(Coordinate annotation entries)
★ ★ ★ ★ ★

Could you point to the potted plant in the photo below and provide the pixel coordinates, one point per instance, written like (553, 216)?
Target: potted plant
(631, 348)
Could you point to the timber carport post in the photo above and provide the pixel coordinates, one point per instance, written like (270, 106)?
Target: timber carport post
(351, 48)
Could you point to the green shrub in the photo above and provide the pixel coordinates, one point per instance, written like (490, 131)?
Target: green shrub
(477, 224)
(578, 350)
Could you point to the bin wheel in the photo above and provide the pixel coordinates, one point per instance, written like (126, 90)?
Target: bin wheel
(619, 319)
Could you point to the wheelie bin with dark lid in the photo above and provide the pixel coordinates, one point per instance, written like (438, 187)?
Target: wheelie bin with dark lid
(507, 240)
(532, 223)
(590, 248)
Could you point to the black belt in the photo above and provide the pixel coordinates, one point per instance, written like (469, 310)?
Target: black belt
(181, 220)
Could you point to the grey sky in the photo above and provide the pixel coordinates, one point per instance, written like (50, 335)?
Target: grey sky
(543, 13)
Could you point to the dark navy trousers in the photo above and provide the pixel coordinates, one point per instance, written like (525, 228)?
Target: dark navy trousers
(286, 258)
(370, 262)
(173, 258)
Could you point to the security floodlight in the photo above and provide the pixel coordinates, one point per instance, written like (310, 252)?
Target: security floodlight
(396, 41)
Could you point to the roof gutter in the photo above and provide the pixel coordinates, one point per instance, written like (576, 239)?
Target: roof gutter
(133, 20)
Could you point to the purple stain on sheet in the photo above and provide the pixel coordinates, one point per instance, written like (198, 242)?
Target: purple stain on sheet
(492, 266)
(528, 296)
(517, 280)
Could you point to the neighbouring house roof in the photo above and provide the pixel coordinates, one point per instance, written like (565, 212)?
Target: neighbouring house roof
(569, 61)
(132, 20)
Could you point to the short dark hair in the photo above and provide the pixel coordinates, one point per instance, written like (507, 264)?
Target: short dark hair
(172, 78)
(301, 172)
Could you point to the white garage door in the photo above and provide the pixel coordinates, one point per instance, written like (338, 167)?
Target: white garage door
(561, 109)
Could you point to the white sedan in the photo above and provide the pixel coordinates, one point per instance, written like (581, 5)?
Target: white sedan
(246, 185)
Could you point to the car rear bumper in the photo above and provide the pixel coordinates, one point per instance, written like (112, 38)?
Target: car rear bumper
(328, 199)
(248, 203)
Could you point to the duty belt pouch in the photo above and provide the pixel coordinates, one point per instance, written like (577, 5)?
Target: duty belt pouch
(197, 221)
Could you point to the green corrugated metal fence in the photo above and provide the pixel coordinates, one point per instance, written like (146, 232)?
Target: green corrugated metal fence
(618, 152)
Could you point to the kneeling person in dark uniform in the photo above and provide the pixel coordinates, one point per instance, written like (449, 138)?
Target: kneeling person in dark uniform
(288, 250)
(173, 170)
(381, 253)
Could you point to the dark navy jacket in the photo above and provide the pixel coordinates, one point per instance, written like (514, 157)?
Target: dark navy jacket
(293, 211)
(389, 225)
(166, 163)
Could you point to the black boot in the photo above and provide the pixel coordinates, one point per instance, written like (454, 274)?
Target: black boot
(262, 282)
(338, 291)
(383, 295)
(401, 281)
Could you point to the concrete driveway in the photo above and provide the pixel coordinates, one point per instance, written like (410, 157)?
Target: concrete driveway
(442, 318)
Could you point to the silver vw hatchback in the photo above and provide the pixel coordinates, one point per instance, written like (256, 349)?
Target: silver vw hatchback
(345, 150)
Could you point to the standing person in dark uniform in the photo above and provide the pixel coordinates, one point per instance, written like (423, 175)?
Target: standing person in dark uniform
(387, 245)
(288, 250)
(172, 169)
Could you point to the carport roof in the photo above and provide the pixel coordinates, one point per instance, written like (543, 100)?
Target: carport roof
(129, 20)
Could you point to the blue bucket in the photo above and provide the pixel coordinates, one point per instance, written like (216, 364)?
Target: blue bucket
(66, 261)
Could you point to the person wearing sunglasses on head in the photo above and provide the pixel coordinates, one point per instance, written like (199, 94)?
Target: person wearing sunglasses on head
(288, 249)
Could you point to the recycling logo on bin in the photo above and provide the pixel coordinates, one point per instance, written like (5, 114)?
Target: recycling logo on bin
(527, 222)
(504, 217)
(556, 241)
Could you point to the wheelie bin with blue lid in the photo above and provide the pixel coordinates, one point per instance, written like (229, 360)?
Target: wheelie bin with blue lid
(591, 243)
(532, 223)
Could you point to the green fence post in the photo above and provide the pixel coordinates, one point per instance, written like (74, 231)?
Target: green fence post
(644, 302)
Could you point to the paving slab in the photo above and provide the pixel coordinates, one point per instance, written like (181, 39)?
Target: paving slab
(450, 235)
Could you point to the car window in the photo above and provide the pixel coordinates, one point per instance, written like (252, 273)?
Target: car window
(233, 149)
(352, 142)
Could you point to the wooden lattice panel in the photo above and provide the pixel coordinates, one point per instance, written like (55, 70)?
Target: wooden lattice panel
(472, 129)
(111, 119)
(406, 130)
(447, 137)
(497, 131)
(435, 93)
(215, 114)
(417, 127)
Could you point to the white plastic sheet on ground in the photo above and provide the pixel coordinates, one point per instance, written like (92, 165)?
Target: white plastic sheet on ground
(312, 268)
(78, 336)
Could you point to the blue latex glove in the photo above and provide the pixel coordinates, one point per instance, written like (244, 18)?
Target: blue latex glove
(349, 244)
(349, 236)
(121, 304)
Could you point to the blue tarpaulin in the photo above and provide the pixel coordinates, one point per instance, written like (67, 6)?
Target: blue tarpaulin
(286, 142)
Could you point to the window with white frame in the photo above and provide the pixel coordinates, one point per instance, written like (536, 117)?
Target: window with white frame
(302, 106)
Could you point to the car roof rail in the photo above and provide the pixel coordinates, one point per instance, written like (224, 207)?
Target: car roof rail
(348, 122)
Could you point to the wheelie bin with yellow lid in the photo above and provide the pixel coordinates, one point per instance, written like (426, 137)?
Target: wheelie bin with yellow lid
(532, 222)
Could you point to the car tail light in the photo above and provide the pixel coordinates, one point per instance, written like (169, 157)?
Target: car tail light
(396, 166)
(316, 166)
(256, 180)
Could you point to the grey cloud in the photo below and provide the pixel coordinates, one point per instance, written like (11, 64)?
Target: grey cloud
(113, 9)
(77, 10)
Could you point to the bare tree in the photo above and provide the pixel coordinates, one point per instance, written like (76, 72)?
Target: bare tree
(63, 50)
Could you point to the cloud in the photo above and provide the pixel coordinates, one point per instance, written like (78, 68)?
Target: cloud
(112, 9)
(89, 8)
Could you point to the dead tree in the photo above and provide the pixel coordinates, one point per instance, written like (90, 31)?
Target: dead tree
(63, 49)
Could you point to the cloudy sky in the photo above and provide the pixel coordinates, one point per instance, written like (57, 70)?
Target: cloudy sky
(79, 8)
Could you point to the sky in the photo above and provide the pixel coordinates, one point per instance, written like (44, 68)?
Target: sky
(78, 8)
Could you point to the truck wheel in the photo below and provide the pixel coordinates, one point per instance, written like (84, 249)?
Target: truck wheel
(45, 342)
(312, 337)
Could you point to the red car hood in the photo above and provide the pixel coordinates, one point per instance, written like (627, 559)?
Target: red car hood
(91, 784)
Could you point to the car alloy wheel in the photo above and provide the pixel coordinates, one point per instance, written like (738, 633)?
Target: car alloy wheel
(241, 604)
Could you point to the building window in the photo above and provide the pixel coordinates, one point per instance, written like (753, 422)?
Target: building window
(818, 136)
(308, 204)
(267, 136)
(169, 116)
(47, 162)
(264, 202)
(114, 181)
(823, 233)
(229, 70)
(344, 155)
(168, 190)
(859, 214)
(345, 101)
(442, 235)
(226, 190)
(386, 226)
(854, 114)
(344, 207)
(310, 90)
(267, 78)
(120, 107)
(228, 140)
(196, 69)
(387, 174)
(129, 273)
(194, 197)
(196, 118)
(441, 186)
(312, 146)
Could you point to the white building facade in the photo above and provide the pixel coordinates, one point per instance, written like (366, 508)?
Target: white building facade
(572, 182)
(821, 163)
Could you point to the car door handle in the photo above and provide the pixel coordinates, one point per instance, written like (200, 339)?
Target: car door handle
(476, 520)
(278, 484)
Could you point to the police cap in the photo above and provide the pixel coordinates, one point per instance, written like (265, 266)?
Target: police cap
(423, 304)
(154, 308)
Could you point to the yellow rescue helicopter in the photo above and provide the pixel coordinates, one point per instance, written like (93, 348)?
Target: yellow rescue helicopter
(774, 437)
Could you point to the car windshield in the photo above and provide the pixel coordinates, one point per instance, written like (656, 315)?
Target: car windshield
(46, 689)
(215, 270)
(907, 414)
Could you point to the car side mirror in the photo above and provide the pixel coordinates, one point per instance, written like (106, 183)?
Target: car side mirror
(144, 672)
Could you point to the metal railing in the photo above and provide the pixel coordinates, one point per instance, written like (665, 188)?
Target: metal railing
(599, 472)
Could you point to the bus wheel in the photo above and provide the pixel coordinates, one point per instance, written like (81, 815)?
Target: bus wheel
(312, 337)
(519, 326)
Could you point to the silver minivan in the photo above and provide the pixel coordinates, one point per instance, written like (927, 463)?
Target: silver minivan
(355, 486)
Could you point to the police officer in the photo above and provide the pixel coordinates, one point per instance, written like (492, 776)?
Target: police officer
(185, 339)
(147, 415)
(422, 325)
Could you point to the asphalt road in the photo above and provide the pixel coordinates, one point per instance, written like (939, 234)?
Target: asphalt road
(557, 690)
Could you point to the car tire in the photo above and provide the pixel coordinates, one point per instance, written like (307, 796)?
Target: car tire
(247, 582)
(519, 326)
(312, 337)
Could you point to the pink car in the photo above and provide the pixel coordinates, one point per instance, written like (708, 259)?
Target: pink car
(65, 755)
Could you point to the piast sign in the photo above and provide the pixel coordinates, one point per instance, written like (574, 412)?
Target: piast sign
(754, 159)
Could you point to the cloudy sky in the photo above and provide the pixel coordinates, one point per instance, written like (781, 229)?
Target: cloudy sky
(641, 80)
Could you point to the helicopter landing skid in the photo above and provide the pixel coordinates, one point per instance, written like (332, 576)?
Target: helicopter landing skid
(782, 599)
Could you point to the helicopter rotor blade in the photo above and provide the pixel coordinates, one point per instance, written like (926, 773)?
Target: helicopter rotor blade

★ ★ ★ ★ ★

= STATED EXERCISE =
Reproduce precisely the span of lines that begins at the line containing "Could you point to the asphalt" and ends with the last line of the listing.

= COMPLETED EXERCISE =
Could you point to the asphalt road in the photo above and provide the pixel coordinates, one point per instance, written like (939, 234)?
Target: asphalt road
(557, 690)
Could you point to the car tire in the photo above and provide the pixel coordinates, one point per instance, written like (307, 796)?
Target: car tire
(247, 582)
(519, 326)
(312, 337)
Could you point to the pink car in the photo above and provide the pixel coordinates, one point per instance, written like (708, 259)?
Target: pink car
(65, 755)
Could you point to the piast sign in the photo above and provide the pixel coordinates, one point per instance, written like (574, 412)?
Target: piast sign
(754, 159)
Could you point to the cloudy sky in the photo above and provide the pixel coordinates, one point per instance, written like (781, 229)?
Target: cloudy sky
(641, 80)
Could you point to the helicopter landing skid in the photo above and provide the pixel coordinates, one point per instance, written like (332, 576)?
Target: helicopter landing skid
(782, 599)
Could you point to the helicopter rotor blade in the photo above and provide the pixel coordinates, one point per instance, written like (926, 773)?
Target: helicopter rotor blade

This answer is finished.